» Given entries
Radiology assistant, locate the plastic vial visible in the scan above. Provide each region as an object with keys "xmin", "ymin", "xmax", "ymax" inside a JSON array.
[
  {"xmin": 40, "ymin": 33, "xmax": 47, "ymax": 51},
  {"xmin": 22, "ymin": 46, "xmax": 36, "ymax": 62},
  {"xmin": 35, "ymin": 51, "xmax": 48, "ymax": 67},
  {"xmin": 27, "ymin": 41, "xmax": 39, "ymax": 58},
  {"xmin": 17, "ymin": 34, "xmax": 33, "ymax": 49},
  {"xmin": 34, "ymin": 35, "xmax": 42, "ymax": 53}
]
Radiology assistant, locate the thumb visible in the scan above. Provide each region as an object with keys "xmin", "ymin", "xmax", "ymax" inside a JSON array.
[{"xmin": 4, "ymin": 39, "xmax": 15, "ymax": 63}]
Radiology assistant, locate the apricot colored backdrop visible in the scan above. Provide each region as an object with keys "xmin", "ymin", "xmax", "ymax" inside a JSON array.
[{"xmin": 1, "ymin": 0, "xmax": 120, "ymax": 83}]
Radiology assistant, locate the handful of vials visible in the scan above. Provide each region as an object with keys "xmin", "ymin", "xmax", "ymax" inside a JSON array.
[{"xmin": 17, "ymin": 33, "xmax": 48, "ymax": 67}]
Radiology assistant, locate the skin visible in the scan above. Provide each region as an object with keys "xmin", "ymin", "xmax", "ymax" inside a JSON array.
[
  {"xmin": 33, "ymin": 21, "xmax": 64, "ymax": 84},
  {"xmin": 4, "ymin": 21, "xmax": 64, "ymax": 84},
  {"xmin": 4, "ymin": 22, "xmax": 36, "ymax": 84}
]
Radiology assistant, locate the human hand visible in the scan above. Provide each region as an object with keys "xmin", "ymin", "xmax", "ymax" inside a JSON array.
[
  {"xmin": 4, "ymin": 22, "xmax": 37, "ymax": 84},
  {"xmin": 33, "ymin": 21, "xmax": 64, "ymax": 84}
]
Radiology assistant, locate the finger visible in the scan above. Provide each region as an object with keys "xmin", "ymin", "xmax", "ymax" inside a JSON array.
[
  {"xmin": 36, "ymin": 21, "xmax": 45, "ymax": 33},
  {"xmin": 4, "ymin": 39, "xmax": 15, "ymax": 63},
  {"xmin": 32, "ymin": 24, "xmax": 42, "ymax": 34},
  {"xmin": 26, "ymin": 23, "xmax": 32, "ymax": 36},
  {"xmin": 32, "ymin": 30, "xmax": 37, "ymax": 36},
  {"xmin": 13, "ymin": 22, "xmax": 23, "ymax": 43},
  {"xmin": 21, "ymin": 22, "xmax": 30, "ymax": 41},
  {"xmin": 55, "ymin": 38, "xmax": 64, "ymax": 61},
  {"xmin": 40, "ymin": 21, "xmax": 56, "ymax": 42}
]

» Your task
Your answer should be every entry above, repeated exactly.

» Solution
Radiology assistant, locate the plastic vial visible in the scan above. Provide each region as an object with keys "xmin", "ymin", "xmax", "ymax" inside a JSON array.
[
  {"xmin": 40, "ymin": 33, "xmax": 47, "ymax": 51},
  {"xmin": 22, "ymin": 46, "xmax": 36, "ymax": 62},
  {"xmin": 35, "ymin": 51, "xmax": 48, "ymax": 67},
  {"xmin": 27, "ymin": 41, "xmax": 39, "ymax": 58},
  {"xmin": 17, "ymin": 34, "xmax": 33, "ymax": 49},
  {"xmin": 34, "ymin": 35, "xmax": 42, "ymax": 53}
]
Radiology assistant, locate the thumb visible in the scan above. Provide each region as an object with keys "xmin", "ymin", "xmax", "ymax" inside a JSON array.
[{"xmin": 4, "ymin": 39, "xmax": 15, "ymax": 63}]
Radiology assistant, locate the apricot colored backdrop visible in the scan above. Provide each region as an object with keys "xmin", "ymin", "xmax", "ymax" inside a JSON array.
[{"xmin": 1, "ymin": 0, "xmax": 120, "ymax": 83}]
Radiology assistant, locate the handful of vials visible in the scan above. Provide each region as an object with keys "xmin", "ymin", "xmax", "ymax" inside a JSON array.
[{"xmin": 17, "ymin": 33, "xmax": 48, "ymax": 67}]
Radiology assistant, locate the skin visible in the scan above. Provide each region as an object with keys "xmin", "ymin", "xmax", "ymax" inside a JSON array.
[
  {"xmin": 33, "ymin": 21, "xmax": 64, "ymax": 84},
  {"xmin": 4, "ymin": 21, "xmax": 64, "ymax": 84},
  {"xmin": 4, "ymin": 22, "xmax": 36, "ymax": 84}
]
Radiology assistant, locate the human hand visible in the scan above. Provide each region as an object with keys "xmin", "ymin", "xmax", "ymax" inside a JSON array.
[
  {"xmin": 4, "ymin": 22, "xmax": 37, "ymax": 84},
  {"xmin": 33, "ymin": 21, "xmax": 64, "ymax": 84}
]
Radiology assistant, locate the finger visible in the scan above. Provide each region as an object with keys "xmin", "ymin", "xmax", "ymax" inside a JSON array.
[
  {"xmin": 36, "ymin": 21, "xmax": 45, "ymax": 33},
  {"xmin": 4, "ymin": 39, "xmax": 15, "ymax": 63},
  {"xmin": 32, "ymin": 24, "xmax": 42, "ymax": 34},
  {"xmin": 26, "ymin": 23, "xmax": 32, "ymax": 36},
  {"xmin": 32, "ymin": 30, "xmax": 37, "ymax": 36},
  {"xmin": 13, "ymin": 22, "xmax": 23, "ymax": 43},
  {"xmin": 21, "ymin": 22, "xmax": 30, "ymax": 41},
  {"xmin": 55, "ymin": 38, "xmax": 64, "ymax": 61},
  {"xmin": 40, "ymin": 21, "xmax": 56, "ymax": 42}
]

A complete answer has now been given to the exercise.